- Born: Waiwit Wongkhan May 25, 1998 (age 28) Ubon Ratchathani, Thailand
- Other names: Petdam Gaiyanghadao Black Diamond The Baby Shark
- Height: 171 cm (5 ft 7+1⁄2 in)
- Weight: 62.5 kg (138 lb; 9.84 st)
- Reach: 71.2 in (181 cm)
- Style: Muay Thai, Kickboxing
- Stance: Southpaw
- Fighting out of: Bangkok, Thailand
- Team: Petchyindee Academy

Kickboxing record
- Total: 142
- Wins: 108
- Losses: 26
- Draws: 8

Other information
- Boxing record from BoxRec

= Petchdam Petchyindee Academy =

Thai Muay Thai fighter (born 1998)

Petchdam Petchyindee Academy (เพชรดำ เพชรยินดีอะคาเดมี; born May 25, 1998), is a professional Muay Thai fighter and kickboxer from Thailand. Petchdam is the current WMO Super Lightweight World Champion and a former ONE Flyweight Kickboxing World Champion. He is also a former Lumpinee Stadium bantamweight champion, Thailand bantamweight champion, Toyota Marathon featherweight champion, and WBC Muaythai world featherweight champion.

==Career==
===ONE Championship===
Petchdam Petchyindee Academy made his ONE Super Series debut on July 18, 2018 at ONE Championship: Pursuit of Power, where he knocked out Australian Josh Tonna in the 2nd round. His next appearance on ONE Championship was in his home country of Thailand at ONE Championship: Kingdom of Heroes on October 6, 2018, where he scored a 1st-round knockout over Kenny Tse. Petchdam would continue his run of dominance in ONE Super Series in 2019 when he faced Masahide Kudo at ONE Championship: Call to Greatness on February 22. He knocked out Kudo in 35 seconds of the 2nd round.

In what would be his biggest test in ONE Championship, Petchdam Petchyindee Academy faced Algerian Elias Mahmoudi for the inaugural ONE Flyweight Kickboxing World Championship at ONE Championship: Warriors of Light. Despite a slow start to the fight, having to fight under kickboxing rules, Petchdam would slowly find his rhythm. An accidental low kick from Petchdam in the fourth round would render Mahmoudi unable to continue. Petchdam would win the title via technical decision.

__Directions__: Using the fighter profile, explain why the title bout at ONE Championship: Warriors of Light ended in a technical decision.

__Recorded data__:
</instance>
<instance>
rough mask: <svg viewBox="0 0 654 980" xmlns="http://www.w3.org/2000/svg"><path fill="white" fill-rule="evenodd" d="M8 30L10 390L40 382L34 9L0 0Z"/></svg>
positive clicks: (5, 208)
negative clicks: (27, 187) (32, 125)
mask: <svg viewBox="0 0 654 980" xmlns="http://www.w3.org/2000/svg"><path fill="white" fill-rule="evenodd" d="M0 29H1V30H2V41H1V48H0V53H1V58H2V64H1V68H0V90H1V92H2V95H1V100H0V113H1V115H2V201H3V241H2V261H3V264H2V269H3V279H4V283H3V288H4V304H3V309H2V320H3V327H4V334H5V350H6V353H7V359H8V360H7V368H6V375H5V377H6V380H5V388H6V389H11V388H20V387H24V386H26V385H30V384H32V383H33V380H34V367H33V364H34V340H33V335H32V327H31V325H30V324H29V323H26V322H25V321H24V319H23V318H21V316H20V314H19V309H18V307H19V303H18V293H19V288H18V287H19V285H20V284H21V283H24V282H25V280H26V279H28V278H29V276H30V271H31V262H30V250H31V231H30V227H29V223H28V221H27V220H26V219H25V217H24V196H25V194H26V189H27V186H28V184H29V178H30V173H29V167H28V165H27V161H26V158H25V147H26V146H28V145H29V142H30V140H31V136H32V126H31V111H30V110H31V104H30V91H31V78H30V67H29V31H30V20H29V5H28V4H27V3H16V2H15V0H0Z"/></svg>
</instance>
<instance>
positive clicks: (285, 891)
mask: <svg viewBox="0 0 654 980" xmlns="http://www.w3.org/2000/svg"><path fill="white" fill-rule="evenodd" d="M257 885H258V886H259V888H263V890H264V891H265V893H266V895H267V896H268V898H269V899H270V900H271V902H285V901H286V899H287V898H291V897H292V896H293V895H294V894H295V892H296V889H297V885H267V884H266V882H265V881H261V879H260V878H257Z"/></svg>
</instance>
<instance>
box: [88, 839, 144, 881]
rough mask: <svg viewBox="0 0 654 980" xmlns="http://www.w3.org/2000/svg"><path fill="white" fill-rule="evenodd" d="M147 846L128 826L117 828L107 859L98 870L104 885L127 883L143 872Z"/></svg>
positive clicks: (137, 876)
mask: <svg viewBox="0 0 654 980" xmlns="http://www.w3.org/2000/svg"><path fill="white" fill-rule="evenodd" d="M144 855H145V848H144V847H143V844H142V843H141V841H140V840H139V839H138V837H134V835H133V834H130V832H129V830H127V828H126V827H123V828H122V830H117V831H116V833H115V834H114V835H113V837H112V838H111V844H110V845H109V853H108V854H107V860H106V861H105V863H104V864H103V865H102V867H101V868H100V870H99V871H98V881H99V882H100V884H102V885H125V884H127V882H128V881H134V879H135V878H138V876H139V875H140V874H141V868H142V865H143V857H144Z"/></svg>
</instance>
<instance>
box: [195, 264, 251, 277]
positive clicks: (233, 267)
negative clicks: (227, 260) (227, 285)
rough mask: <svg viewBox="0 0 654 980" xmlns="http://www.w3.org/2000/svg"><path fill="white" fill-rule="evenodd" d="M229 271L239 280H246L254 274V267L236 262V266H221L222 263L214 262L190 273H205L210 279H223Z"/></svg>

__Written answer__: In the fourth round, an accidental low kick from Petchdam left Elias Mahmoudi unable to continue. Petchdam therefore won the inaugural ONE Flyweight Kickboxing World Championship by technical decision.